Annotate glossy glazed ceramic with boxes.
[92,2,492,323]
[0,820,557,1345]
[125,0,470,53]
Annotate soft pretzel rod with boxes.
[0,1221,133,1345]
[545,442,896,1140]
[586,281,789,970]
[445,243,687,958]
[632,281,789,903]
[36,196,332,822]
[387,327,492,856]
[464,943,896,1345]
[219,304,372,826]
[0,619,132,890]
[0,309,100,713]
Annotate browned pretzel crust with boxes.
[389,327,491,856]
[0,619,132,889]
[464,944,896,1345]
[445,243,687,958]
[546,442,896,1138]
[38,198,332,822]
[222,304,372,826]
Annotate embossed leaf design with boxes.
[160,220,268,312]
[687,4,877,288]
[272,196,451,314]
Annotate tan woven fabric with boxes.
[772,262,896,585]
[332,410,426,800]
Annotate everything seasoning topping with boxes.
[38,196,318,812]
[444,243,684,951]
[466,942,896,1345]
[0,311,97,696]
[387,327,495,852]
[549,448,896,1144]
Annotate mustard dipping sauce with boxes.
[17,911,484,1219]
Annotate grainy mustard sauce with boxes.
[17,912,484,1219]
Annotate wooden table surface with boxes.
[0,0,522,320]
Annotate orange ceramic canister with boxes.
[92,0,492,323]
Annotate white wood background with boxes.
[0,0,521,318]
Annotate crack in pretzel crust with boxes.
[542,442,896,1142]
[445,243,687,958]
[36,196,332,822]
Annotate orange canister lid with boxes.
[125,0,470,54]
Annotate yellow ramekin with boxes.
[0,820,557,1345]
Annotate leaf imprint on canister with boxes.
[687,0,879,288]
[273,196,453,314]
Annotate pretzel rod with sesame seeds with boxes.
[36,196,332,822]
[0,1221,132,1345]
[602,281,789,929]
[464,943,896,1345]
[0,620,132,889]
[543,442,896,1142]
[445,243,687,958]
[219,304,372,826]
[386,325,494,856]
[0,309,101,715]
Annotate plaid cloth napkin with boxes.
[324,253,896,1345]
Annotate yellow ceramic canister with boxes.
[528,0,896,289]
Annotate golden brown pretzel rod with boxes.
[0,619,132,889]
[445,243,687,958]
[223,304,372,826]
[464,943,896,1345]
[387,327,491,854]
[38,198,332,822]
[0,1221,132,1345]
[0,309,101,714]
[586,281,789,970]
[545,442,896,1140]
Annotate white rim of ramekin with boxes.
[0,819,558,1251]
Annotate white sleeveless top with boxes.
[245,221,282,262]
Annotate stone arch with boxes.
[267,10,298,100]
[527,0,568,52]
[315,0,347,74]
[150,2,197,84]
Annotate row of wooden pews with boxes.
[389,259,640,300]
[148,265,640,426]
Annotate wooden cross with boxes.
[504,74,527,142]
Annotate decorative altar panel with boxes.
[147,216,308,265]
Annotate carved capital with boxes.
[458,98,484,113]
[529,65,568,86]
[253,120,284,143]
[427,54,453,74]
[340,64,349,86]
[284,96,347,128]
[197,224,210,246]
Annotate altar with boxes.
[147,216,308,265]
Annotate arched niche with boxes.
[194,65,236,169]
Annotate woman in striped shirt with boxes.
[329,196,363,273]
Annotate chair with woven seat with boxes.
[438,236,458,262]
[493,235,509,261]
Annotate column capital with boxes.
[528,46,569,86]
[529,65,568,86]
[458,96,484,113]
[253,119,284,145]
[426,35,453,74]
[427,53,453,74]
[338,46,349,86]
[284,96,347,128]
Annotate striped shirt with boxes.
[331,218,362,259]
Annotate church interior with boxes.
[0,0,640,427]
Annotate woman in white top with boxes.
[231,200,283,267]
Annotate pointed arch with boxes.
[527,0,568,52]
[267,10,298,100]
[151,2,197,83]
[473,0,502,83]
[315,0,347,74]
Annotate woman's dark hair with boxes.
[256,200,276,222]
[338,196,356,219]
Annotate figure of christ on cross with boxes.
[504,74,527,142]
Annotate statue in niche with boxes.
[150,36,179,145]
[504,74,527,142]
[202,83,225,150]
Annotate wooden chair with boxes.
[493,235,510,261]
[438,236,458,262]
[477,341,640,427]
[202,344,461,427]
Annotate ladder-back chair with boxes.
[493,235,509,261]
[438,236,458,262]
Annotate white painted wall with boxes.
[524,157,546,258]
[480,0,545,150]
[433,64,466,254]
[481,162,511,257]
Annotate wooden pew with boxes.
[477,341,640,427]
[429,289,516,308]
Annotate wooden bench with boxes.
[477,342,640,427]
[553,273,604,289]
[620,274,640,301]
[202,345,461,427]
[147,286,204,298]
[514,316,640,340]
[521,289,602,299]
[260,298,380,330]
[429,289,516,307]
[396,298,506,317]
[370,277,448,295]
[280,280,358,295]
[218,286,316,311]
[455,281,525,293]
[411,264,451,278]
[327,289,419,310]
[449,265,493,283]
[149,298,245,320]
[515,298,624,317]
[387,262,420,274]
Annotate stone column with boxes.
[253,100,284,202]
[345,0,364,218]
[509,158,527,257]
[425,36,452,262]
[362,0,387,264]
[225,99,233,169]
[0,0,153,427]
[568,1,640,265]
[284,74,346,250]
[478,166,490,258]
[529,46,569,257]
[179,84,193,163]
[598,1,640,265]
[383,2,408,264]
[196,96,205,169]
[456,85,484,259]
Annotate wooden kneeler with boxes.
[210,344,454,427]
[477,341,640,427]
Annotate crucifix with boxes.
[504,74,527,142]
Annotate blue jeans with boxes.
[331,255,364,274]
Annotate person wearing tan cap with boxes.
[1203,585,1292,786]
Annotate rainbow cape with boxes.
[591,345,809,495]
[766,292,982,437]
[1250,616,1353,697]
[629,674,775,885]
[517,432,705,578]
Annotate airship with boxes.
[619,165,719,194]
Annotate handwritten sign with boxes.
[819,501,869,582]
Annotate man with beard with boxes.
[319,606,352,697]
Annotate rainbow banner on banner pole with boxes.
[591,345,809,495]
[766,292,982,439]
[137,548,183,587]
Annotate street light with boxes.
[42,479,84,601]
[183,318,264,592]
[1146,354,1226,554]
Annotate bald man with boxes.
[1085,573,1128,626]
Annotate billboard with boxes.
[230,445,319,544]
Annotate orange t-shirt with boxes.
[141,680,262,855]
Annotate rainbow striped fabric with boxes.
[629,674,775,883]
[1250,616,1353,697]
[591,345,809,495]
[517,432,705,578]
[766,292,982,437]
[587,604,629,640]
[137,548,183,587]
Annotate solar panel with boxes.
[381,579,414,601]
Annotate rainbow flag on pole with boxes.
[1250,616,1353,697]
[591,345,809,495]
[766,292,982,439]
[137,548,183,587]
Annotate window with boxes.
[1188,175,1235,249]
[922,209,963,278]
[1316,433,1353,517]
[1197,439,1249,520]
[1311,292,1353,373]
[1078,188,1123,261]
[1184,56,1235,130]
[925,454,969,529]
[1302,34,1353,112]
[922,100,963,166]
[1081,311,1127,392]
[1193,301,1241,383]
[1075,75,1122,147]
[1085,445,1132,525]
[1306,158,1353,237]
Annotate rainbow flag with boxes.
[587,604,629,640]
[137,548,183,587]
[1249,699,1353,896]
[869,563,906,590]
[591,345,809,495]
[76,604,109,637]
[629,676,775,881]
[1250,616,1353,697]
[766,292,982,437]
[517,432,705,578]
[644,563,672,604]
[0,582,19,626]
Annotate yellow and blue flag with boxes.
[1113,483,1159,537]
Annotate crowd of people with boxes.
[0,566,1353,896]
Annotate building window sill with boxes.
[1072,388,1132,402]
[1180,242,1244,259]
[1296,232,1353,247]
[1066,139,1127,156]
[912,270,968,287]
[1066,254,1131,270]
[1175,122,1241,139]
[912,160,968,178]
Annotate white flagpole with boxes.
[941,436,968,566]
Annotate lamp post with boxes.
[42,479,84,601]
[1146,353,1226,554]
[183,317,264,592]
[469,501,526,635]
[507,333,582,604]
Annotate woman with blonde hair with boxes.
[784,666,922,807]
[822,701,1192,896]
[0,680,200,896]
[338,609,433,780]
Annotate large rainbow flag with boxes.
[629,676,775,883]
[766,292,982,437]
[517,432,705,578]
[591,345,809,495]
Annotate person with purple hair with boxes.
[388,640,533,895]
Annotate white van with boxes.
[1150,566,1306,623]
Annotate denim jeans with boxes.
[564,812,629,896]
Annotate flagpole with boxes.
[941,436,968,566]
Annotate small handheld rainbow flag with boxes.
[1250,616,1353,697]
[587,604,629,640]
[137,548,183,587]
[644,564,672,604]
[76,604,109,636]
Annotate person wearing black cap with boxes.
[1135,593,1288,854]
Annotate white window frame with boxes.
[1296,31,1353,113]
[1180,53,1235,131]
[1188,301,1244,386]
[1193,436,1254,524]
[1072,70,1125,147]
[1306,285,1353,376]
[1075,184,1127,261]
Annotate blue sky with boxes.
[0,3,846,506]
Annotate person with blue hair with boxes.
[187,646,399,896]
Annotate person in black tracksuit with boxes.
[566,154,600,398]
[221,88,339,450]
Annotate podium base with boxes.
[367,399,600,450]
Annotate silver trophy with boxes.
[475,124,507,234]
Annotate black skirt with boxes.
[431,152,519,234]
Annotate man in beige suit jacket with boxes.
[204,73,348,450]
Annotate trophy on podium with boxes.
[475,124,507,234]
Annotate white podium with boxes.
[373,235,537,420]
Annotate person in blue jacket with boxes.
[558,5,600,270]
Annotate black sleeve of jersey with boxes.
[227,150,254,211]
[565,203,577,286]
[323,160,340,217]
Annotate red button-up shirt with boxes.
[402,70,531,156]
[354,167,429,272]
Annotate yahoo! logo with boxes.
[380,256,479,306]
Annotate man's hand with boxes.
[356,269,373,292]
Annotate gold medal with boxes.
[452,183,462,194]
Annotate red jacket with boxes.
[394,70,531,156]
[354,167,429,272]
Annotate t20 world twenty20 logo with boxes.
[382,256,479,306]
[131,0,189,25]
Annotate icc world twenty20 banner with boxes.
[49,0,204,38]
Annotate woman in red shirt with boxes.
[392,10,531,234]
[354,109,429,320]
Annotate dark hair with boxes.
----
Work instructions =
Convert the rows above, from the first line through the line containing "[0,309,100,713]", into a JSON list of strings with one string per line. Include both of those lines and leave out any blank lines.

Solution for this problem =
[
  "Annotate glossy glazed ceramic with boxes.",
  "[92,2,492,323]",
  "[0,820,557,1345]",
  "[125,0,470,53]",
  "Annotate soft pretzel rod with boxes.",
  "[0,1221,133,1345]",
  "[545,442,896,1140]",
  "[586,281,789,970]",
  "[445,243,687,958]",
  "[632,281,789,903]",
  "[36,196,332,822]",
  "[387,327,492,856]",
  "[464,943,896,1345]",
  "[219,304,372,826]",
  "[0,619,132,890]",
  "[0,309,100,713]"
]